Information supplied:

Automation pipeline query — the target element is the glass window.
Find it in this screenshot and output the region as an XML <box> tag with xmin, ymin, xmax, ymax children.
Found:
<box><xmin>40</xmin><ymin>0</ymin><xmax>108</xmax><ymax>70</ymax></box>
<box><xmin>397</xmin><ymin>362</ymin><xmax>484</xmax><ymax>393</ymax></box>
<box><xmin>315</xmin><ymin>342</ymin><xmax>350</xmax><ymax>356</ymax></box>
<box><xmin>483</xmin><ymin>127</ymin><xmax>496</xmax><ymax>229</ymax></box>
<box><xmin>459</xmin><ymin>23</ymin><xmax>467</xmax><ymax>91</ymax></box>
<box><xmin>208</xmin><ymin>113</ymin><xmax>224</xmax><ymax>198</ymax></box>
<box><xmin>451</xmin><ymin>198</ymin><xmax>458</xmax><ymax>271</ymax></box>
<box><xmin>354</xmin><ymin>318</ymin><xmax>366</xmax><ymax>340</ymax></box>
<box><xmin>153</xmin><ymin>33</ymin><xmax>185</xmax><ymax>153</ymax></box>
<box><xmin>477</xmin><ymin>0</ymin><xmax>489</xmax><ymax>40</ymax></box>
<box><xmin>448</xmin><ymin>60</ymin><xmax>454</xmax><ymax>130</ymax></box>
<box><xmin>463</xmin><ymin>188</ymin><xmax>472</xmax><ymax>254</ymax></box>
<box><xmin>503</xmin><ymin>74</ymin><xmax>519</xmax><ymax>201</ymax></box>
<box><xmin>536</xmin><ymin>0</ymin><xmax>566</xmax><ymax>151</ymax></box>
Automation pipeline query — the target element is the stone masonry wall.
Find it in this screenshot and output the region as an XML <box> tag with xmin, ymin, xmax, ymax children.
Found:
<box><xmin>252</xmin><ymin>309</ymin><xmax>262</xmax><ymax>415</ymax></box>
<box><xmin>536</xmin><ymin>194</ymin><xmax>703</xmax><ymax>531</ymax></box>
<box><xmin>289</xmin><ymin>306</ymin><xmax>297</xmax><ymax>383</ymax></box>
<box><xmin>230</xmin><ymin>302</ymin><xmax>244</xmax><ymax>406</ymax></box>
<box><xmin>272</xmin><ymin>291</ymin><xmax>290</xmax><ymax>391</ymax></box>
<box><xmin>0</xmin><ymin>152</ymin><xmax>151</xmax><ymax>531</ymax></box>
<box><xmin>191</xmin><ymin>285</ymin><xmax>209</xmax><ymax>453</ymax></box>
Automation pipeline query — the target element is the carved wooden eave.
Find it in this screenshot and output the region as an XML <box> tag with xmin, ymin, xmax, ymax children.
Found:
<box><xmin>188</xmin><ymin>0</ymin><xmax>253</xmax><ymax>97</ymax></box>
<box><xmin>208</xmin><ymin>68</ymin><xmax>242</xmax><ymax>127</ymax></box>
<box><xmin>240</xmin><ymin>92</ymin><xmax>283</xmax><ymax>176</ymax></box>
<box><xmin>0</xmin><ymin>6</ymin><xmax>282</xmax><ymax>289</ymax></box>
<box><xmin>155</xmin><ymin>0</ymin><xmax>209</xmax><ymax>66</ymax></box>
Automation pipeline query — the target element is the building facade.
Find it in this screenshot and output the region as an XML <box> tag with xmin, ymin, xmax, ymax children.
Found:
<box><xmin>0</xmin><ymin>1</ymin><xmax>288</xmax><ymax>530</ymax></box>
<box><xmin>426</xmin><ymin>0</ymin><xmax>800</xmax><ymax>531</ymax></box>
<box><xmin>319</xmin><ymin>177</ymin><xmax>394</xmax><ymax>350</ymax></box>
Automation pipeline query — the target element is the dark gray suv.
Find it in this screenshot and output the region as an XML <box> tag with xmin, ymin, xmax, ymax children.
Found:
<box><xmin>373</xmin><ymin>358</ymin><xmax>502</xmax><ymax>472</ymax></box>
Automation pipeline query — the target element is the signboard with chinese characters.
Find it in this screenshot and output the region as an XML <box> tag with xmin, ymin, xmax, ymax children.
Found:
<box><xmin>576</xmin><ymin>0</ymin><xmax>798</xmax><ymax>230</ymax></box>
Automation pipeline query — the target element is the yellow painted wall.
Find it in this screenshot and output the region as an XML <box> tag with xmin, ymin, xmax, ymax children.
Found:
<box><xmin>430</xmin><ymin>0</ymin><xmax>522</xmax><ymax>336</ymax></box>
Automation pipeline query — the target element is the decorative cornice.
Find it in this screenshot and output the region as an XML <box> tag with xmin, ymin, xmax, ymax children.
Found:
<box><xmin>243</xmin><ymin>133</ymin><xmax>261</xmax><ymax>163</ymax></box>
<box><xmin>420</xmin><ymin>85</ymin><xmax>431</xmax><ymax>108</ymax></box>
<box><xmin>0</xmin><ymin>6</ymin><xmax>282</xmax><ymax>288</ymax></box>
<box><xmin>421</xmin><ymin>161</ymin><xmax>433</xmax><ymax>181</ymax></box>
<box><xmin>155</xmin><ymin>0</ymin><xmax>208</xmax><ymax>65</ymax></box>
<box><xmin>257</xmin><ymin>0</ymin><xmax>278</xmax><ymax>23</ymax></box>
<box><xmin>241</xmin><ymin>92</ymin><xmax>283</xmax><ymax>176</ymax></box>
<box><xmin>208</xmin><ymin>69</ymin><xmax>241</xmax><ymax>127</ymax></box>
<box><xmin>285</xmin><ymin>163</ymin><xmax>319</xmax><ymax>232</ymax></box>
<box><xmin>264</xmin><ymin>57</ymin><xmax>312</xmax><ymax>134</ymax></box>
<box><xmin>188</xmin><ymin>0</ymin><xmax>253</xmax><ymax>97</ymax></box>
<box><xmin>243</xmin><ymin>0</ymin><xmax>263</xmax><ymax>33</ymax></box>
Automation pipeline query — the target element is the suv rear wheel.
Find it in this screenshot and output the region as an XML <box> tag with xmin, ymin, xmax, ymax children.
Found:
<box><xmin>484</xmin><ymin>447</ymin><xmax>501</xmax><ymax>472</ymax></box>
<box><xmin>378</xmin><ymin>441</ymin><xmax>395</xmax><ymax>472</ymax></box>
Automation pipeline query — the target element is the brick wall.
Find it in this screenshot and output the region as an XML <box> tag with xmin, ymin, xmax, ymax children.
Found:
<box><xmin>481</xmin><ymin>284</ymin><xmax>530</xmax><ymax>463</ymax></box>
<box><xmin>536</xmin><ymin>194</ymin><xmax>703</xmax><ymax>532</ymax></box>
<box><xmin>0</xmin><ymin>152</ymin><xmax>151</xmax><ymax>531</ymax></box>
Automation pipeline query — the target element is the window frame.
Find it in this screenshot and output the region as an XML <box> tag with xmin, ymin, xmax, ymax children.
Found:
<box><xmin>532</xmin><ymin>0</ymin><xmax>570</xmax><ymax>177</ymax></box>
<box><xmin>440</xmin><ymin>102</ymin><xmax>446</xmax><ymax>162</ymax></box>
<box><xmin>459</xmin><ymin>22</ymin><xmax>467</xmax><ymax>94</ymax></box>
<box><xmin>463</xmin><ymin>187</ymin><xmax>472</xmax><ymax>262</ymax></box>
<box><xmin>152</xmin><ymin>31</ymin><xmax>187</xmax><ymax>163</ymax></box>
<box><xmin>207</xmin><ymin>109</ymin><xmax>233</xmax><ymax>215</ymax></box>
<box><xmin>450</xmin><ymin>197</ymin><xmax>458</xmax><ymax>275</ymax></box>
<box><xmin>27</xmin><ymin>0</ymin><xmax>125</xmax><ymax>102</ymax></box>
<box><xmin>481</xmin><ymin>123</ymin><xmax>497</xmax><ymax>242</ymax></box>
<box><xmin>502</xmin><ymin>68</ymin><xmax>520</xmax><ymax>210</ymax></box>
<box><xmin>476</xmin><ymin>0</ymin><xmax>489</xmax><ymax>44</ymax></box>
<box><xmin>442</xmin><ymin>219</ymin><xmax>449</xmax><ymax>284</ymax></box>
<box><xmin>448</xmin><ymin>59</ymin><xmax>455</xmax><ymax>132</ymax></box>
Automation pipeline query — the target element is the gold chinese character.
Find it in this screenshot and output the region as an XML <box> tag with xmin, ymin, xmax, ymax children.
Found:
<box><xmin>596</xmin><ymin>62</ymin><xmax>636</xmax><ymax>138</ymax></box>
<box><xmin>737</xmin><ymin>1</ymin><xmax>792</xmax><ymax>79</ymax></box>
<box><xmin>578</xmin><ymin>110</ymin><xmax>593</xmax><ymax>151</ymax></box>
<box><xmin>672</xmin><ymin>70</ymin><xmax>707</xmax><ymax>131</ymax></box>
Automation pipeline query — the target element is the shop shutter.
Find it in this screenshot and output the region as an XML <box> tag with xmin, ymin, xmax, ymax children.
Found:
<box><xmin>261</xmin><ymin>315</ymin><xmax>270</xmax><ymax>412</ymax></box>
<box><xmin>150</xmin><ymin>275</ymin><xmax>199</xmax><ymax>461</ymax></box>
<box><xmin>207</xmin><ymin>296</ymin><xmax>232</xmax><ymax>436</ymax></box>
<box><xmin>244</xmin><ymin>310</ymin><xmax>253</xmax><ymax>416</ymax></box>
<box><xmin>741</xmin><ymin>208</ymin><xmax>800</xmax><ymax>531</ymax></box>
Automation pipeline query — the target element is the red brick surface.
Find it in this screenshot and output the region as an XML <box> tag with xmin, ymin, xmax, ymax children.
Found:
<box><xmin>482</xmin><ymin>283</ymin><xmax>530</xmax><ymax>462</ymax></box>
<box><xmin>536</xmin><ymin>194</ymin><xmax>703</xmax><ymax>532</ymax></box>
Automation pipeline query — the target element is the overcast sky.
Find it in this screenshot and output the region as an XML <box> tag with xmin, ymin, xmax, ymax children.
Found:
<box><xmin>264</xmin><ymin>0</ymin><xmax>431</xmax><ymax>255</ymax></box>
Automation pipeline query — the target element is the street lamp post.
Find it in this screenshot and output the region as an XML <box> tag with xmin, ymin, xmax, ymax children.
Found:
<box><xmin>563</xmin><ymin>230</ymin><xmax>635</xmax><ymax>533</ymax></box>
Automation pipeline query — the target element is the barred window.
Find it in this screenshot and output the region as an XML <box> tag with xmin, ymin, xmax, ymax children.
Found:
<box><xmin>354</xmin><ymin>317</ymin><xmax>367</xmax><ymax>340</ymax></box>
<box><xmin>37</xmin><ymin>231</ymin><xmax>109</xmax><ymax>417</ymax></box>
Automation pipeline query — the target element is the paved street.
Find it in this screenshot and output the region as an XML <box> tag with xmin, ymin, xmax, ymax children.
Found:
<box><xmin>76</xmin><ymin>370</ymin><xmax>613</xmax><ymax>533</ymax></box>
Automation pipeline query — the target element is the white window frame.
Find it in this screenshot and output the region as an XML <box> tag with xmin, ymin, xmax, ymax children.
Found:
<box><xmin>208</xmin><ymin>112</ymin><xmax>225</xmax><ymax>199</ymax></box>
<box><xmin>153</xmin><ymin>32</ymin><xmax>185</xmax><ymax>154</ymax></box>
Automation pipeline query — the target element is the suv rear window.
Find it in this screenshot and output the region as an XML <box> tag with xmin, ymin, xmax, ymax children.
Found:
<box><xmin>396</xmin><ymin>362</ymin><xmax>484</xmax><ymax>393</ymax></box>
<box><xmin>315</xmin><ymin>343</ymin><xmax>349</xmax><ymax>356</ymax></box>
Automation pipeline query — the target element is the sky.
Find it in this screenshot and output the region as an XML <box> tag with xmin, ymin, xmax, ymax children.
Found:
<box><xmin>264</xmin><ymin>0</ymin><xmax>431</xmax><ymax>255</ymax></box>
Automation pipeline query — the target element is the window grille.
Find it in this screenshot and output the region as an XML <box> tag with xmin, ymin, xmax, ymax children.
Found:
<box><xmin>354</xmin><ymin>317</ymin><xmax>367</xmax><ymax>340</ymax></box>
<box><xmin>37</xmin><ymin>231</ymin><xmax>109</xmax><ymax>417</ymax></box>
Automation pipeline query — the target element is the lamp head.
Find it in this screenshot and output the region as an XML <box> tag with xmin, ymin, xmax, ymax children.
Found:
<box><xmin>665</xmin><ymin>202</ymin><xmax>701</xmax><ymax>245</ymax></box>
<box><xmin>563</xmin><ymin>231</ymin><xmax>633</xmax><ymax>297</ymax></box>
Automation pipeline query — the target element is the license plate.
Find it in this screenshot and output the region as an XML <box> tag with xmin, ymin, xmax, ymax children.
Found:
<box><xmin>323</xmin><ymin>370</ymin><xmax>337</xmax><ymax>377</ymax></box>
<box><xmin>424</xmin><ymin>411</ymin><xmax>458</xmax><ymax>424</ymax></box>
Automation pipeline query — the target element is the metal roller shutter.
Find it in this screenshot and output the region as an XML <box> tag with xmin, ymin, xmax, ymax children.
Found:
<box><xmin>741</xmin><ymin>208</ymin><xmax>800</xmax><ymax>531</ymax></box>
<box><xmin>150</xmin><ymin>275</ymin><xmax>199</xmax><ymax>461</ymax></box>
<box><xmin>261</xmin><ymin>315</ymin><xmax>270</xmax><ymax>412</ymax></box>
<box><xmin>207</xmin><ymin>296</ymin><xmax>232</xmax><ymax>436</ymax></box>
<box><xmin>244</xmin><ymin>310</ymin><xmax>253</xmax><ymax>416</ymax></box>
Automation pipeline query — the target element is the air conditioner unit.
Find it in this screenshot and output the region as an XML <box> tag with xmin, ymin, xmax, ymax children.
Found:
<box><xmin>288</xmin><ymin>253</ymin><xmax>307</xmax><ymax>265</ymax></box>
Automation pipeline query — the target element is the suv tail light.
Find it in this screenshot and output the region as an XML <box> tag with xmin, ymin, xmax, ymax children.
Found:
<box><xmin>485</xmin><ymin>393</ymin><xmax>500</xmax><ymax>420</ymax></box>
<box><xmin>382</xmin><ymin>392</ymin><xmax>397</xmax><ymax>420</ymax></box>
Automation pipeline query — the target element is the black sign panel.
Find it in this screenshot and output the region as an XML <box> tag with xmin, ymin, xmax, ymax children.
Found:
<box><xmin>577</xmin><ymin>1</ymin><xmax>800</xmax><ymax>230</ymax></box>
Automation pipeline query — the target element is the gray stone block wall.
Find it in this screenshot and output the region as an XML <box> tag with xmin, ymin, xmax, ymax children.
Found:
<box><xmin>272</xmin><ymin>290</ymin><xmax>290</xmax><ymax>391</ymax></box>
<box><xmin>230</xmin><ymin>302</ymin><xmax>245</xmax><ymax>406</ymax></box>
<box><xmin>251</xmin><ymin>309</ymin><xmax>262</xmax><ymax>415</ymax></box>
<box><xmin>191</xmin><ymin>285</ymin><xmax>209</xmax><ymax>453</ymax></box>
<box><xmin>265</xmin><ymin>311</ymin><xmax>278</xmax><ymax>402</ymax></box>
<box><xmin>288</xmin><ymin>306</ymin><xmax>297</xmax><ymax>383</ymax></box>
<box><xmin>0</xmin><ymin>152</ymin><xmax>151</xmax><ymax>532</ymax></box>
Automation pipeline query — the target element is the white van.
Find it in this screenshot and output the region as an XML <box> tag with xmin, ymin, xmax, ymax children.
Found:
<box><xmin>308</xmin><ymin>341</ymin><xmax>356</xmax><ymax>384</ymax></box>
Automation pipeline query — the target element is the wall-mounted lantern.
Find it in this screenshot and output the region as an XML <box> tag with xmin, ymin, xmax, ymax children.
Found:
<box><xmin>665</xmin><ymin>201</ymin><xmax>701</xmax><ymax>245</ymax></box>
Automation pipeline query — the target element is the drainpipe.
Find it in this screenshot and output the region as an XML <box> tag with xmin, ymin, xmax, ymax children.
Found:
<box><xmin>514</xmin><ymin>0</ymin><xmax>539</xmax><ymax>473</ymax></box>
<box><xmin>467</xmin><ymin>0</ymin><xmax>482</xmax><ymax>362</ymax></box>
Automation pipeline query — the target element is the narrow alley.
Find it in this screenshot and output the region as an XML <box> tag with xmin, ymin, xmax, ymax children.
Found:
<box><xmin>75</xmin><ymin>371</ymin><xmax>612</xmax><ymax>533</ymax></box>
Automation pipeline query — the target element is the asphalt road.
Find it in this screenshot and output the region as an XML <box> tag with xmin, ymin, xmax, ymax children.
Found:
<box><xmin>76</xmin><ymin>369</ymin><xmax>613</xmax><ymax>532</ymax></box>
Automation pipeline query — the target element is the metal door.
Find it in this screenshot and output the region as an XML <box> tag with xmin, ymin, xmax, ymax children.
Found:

Exercise: In the entries above, find each line with the word "lamp" and return it.

Output for this exercise:
Automation pipeline query — the target element is the street lamp post.
Automation pipeline query — the target element is the lamp head.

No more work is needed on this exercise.